* PROBLEMS TO WORK ON:
1 > Answer these questions about the judge-llm tutorial text:
(a) What file name does the tutorial give for the configuration file?
(b) What output path is set for the HTML report?
(c) In Step 5, what value is given for max_latency?
2 > Continue the judge-llm tutorial text from the point where it stops.

Step 2: Create Configuration

Create a file called my-config.yaml:

dataset:
  loader: local_file
  paths:
    - ./my-tests.json

providers:
  - type: gemini
    agent_id: my_first_agent
    model: gemini-2.0-flash-exp
    temperature: 0.0

evaluators:
  - type: response_evaluator
    llm_provider: gemini

reporters:
  - type: console

Step 3: Run Evaluation

judge-llm run --config my-config.yaml

Understanding the Output

You'll see output like this:

Starting evaluation...

Evaluation Progress:
  math_simple: ✓ PASSED (cost: $0.0012, time: 1.2s)
  capital_france: ✓ PASSED (cost: $0.0015, time: 1.5s)
  greeting: ✓ PASSED (cost: $0.0010, time: 1.0s)

Summary:
  Total Tests: 3
  Passed: 3
  Failed: 0
  Success Rate: 100.0%
  Total Cost: $0.0037
  Total Time: 3.7s

What Each Part Means

Evaluation Progress:

math_simple: ✓ PASSED - Test ID and pass/fail status
cost: $0.0012 - API cost for this test
time: 1.2s - Execution time

Summary:

Total Tests: 3 - Number of test cases run
Passed: 3 - Number of tests that passed
Success Rate: 100.0% - Percentage of tests passed
Total Cost: $0.0037 - Combined API cost
Total Time: 3.7s - Total execution time

Step 4: Try Different Outputs

Save to JSON

reporters:
  - type: console
  - type: json
    output_path: ./results.json

Run again:

judge-llm run --config my-config.yaml

Check the JSON output:

cat results.json | python -m json.tool

Generate HTML Report

reporters:
  - type: console
  - type: html
    output_path: ./report.html

Run and open the report:

judge-llm run --config my-config.yaml
open report.html  # On Mac
# Or: xdg-open report.html  # On Linux
# Or: start report.html  # On Windows

Step 5: Add More Evaluators

Let's add cost and latency checks:

dataset:
  loader: local_file
  paths:
    - ./my-tests.json

providers:
  - type: gemini
    agent_id: my_first_agent

evaluators:
  - type: response_evaluator
    llm_provider: gemini
  - type: cost_evaluator
    max_cost: 0.01  # Fail if cost > $0.01
  - type: latency_evaluator
    max_latency: 5.0  # Fail if latency > 5 seconds

reporters:
  - type: console

Run again:

judge-llm run --config my-config.yaml

Now you'll see multiple evaluator results per test:

Evaluation Progress:
  math_simple: ✓ PASSED (cost: $0.0012, time: 1.2s)

[Extracted records]
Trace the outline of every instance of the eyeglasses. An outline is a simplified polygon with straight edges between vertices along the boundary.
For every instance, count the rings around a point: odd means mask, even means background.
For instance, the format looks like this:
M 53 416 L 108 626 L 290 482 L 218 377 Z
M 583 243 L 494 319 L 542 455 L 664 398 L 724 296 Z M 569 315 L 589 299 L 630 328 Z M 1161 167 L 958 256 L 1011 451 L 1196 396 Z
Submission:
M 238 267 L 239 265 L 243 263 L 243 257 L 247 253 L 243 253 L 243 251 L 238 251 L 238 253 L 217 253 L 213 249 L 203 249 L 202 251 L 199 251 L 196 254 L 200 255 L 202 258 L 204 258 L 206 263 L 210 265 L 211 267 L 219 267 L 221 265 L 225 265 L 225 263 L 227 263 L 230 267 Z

* TASK-BY-TASK OUTPUTS:
1 >
(a) my-config.yaml
(b) ./report.html
(c) 5.0

2 >
    ✓ response_evaluator: Response is correct
    ✓ cost_evaluator: Cost within limit ($0.0012 < $0.01)
    ✓ latency_evaluator: Latency within limit (1.2s < 5.0s)

Common Patterns

Test Multiple Models

Compare different models:

providers:
  - type: gemini
    agent_id: gemini_flash
    model: gemini-2.0-flash-exp
  
  - type: openai
    agent_id: gpt4
    model: gpt-4

evaluators:
  - type: response_evaluator

reporters:
  - type: html
    output_path: ./comparison.html

Multi-Turn Conversations

Test conversations with multiple exchanges:

{
  "eval_id": "conversation_test",
  "turns": [
    {
      "role": "user",
      "content": "My name is Alice."
    },
    {
      "role": "assistant",
      "content": "Nice to meet you, Alice!",
      "expected": true
    },
    {
      "role": "user",
      "content": "What's my name?"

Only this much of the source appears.